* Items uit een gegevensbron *

──────

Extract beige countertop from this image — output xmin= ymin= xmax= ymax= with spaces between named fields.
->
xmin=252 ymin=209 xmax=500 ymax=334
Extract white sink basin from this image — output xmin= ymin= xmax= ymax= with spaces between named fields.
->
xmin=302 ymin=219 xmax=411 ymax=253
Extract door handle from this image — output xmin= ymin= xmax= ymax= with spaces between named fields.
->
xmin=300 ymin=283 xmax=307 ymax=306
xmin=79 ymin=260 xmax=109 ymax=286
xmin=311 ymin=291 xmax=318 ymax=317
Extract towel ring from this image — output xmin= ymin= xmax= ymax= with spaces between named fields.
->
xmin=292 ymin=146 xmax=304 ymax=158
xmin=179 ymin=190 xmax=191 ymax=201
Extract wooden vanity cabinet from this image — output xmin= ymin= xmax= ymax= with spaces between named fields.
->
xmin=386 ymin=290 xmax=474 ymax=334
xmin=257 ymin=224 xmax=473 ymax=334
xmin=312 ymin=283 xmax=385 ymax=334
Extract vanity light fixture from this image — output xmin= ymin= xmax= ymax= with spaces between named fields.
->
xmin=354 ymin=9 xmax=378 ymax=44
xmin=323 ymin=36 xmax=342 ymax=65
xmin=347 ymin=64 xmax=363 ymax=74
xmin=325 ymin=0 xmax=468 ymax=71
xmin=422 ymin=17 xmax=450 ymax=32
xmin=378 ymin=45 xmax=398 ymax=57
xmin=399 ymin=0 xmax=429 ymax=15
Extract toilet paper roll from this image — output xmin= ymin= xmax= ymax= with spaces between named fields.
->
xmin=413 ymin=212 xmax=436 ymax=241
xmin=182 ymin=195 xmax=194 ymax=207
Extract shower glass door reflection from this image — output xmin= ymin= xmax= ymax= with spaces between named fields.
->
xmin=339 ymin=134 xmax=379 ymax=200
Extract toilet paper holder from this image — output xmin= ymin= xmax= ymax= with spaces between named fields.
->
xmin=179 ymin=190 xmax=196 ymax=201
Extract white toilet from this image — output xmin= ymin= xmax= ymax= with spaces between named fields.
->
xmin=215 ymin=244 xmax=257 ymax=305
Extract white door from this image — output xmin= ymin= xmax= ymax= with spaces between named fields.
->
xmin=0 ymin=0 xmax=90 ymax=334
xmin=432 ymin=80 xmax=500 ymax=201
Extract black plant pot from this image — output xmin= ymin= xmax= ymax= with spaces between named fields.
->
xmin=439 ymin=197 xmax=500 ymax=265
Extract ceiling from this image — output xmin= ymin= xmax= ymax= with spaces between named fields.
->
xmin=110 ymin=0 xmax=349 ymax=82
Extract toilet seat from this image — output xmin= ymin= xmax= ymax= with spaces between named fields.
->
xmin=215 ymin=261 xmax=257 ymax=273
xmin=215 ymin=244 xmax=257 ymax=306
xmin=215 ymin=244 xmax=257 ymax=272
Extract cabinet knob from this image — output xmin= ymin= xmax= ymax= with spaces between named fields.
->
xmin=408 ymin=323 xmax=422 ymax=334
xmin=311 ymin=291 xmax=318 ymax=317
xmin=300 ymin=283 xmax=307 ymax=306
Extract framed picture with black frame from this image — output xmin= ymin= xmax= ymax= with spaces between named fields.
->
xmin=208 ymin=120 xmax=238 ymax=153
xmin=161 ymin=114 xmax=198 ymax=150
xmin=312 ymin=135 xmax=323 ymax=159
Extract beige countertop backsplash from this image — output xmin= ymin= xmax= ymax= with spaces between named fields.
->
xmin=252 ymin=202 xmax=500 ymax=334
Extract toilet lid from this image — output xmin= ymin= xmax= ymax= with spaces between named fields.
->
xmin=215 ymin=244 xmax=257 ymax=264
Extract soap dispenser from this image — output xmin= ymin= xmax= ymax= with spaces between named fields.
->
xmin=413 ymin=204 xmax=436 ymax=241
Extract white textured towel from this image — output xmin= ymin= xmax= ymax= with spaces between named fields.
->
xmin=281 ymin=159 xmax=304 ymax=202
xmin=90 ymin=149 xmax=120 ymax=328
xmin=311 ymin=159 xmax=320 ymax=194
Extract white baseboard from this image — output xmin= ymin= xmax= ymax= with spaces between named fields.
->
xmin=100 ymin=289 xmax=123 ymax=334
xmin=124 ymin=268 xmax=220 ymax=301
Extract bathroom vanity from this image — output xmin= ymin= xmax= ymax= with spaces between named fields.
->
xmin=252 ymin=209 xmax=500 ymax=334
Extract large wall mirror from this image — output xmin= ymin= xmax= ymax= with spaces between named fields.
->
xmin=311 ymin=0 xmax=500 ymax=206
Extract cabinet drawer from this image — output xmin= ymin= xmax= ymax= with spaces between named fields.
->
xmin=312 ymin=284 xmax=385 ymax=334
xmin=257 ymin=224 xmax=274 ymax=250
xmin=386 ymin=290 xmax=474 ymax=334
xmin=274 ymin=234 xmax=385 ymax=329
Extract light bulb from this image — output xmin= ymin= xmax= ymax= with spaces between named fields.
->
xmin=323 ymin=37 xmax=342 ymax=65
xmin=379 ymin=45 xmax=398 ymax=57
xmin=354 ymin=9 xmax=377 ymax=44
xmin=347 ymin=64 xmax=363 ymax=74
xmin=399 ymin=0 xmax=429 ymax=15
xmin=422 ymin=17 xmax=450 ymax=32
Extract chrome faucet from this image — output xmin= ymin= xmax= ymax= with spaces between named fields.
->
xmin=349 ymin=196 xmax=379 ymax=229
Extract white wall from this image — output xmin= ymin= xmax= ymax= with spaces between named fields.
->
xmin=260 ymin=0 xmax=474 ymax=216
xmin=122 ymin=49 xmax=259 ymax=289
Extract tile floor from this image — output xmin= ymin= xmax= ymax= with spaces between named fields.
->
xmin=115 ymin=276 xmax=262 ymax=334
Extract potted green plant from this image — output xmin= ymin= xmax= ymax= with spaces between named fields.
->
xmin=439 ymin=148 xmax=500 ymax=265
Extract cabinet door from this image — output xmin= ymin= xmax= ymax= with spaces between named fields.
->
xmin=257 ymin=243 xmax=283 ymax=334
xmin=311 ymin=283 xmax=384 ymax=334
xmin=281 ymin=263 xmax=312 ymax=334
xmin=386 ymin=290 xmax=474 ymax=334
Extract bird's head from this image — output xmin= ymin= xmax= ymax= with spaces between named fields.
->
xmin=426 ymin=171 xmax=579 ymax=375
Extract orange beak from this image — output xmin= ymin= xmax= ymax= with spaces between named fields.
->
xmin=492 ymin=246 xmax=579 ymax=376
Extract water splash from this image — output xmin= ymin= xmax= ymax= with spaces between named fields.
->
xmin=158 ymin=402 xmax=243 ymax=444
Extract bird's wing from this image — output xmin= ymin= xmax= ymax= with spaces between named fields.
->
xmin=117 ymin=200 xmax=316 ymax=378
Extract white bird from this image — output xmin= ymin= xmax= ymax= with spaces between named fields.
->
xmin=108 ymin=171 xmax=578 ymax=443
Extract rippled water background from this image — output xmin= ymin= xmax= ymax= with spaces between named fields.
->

──────

* Opdracht *
Citeer uit de gegevens hierboven alles vanaf de regel met "Extract bathroom vanity" tot en met de regel met "xmin=274 ymin=234 xmax=385 ymax=329".

* Antwoord *
Extract bathroom vanity from this image — output xmin= ymin= xmax= ymax= with spaces between named fields.
->
xmin=252 ymin=209 xmax=500 ymax=334
Extract large wall mirror from this image — output xmin= ymin= xmax= ymax= with spaces between named fields.
->
xmin=311 ymin=0 xmax=500 ymax=206
Extract cabinet drawer from this image — output xmin= ymin= xmax= ymax= with spaces between named fields.
->
xmin=312 ymin=284 xmax=385 ymax=334
xmin=257 ymin=224 xmax=274 ymax=250
xmin=386 ymin=290 xmax=474 ymax=334
xmin=274 ymin=234 xmax=385 ymax=329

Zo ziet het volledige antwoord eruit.